Set problem a: Find each line in the records below that includes the word "truck", and copy those lines.

Reading text:

★ ★ ★ ★ ★

August 27, 2015, Chronicle of Philanthropy

On Saturday, people from around the world will commemorate the 10 years since Hurricane Katrina struck New Orleans. Although many people will tout the city’s recovery, few people in black working-class neighborhoods will be celebrating. After all, they have been mostly left behind.

But that is hardly the only poignant and painful reminder of the inequities facing blacks in America and how far the nation still must go to end them.

On August 4, we celebrated the 50th anniversary of the Voting Rights Act, the crowning achievement of the civil-rights movement, which was recently gutted by the Supreme Court.

Five days later, we recognized the one-year anniversary of the killing of Michael Brown in Ferguson, Mo., an attack that launched what is commonly known as the Black Lives Matter movement — a movement to assert the sanctity of black life, even as it is fueled by a wave of black deaths at the hands of police.

But the question for the country — and especially for all of us in philanthropy — is not, Do black lives matter?, but rather, How can we make black lives matter and provide the best opportunities for the black community to thrive? And can philanthropy help ensure we don’t squander the advances that the broader movement has made in the past year?

The answer to this question is complex, but it ultimately boils down to power.

To make black lives matter more, philanthropy needs to do all it can to ensure that the black community builds the social, institutional, and political power it needs to directly challenge and dismantle the policies and systems that enable structural racism.

The success to date of the Black Lives Matter movement is most visible in the ways it has changed how the public thinks about race, racism, and policing.

It has used social media, traditional media, strategic communications, street protests, and other activities to become part of the public conversation — and it has become a strong counter to those who deny that racism is embedded in the policies and structures of our society. There now exists a unique opportunity to win policy changes to help ensure greater police accountability and to examine and address racial discrimination across many aspects of black life.

But this movement is at risk if it doesn’t get the money it needs to build institutions that can capitalize on this social power. For far too many decades, black-led social-change organizations have received too little in donations to grow into the strong influencers on the American way life that they must be.

Research from the Greenlining Institute has found that minority-led organizations get less money from foundations than white-led organizations. And anecdotal evidence suggests that this pattern is as bad, if not worse, for social-change organizations led by blacks.

Much of the work being done to propel Black Lives Matter forward has been carried out by newly created groups with limited funds and borrowed or volunteer staff, as well as older black-led social-justice groups that are already strapped for money. Philanthropy can help make the most of this moment by ensuring that black-led social-change groups are well supported.

★ ★ ★ ★ ★

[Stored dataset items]
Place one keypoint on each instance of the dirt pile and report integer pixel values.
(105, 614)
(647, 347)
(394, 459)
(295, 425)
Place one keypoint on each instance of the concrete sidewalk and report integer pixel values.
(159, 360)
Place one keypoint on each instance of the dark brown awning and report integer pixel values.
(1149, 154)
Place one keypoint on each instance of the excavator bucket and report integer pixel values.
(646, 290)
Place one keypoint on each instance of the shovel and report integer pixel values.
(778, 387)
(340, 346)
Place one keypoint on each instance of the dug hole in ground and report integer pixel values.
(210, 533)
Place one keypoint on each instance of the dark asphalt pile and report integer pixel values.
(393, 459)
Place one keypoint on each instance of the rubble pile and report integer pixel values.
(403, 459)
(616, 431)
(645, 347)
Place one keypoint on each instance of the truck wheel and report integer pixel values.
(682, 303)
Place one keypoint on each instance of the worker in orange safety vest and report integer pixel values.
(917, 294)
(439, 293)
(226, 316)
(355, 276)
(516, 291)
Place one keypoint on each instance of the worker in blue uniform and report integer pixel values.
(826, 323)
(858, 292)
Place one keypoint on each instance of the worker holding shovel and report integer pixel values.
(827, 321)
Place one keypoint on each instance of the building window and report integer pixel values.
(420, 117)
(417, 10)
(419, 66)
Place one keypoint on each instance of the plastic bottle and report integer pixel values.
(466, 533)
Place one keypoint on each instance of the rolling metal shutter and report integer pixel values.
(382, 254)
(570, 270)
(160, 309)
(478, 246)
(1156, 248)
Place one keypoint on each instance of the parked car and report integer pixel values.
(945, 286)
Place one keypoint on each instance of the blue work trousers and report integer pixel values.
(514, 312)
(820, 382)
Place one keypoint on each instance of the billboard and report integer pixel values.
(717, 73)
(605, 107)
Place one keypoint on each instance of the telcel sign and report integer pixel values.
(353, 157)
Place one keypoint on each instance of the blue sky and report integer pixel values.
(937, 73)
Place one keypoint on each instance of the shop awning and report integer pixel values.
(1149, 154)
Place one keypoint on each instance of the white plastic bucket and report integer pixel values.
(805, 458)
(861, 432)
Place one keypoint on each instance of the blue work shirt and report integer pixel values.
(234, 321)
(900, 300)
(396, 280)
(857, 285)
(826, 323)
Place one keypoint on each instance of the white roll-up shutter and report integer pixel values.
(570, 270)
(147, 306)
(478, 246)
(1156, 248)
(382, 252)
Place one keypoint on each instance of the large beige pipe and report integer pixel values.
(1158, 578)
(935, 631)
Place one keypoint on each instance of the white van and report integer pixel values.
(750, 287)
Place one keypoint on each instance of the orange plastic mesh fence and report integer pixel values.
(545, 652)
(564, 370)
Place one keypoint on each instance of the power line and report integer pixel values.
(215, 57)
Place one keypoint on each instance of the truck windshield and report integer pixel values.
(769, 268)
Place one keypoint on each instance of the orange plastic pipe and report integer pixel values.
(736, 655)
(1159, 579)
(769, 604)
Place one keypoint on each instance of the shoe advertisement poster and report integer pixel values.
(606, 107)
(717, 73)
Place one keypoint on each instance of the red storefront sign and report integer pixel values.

★ ★ ★ ★ ★

Set problem b: In the article above, condense the paragraph that begins "It has used social media" into a short bulleted list that keeps its main facts.

Exercise output a:
Place one keypoint on each instance of the truck wheel and report integer pixel values.
Place one keypoint on each instance of the truck windshield and report integer pixel values.

Exercise output b:
- The movement has used social media, traditional media, strategic communications, street protests and other activities to join the public conversation.
- It has become a strong counter to those who deny that racism is embedded in society's policies and structures.
- There is now a unique opportunity to win policy changes for greater police accountability.
- There is also a chance to examine and address racial discrimination across many aspects of black life.